***** Reading passage
Ukraine’s Armed Forces Are Degrading While Its Economic Elite Grows Richer

Dmitri Kovalevich, Orinoco Tribune, Mar 22, 2024 —

March 2024 marks the beginning of the third year of war provoked by the member countries of the NATO military alliance and their Ukraine proxy against Russia. The past number of months have seen a slow and steady retreat by Ukraine’s armed forces. Its defense lines supposedly established along the front lines east and south of the Dnieper River in past months were either not adequately constructed or were not built at all.

Missing and stolen defense fortifications
People’s deputy in the Ukraine legislature Serhiy Rakhmanin wrote on March 6 that Ukrainian authorities cannot decide who should finance the construction of defensive fortifications: the central government, local authorities, or specific military units? In reality, there are too few funding sources to pay for fortifications and too few support workers to build them.

People’s deputy Oleksandr Dubynskyy, a former associate of current president Volodymyr Zelensky, wrote on Telegram on March 5 that fortifications have only now begun to be built in front lie areas, citing the example of the Sumy region. The city of Sumy (pop. 275,000) is app. 200 km north and west of Kharkiv, Ukraine’s second-largest city. Kharkiv is located less than 50 km from the Russian border.
**********
***** Data segment
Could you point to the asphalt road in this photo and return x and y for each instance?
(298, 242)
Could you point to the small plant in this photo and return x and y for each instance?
**********
Instructions to follow
From the article on Ukraine's armed forces, extract the passage from "Dmitri Kovalevich, Orinoco" to "to build them.", copying it word for word.

Output for this exercise
Dmitri Kovalevich, Orinoco Tribune, Mar 22, 2024 —

March 2024 marks the beginning of the third year of war provoked by the member countries of the NATO military alliance and their Ukraine proxy against Russia. The past number of months have seen a slow and steady retreat by Ukraine’s armed forces. Its defense lines supposedly established along the front lines east and south of the Dnieper River in past months were either not adequately constructed or were not built at all.

Missing and stolen defense fortifications
People’s deputy in the Ukraine legislature Serhiy Rakhmanin wrote on March 6 that Ukrainian authorities cannot decide who should finance the construction of defensive fortifications: the central government, local authorities, or specific military units? In reality, there are too few funding sources to pay for fortifications and too few support workers to build them.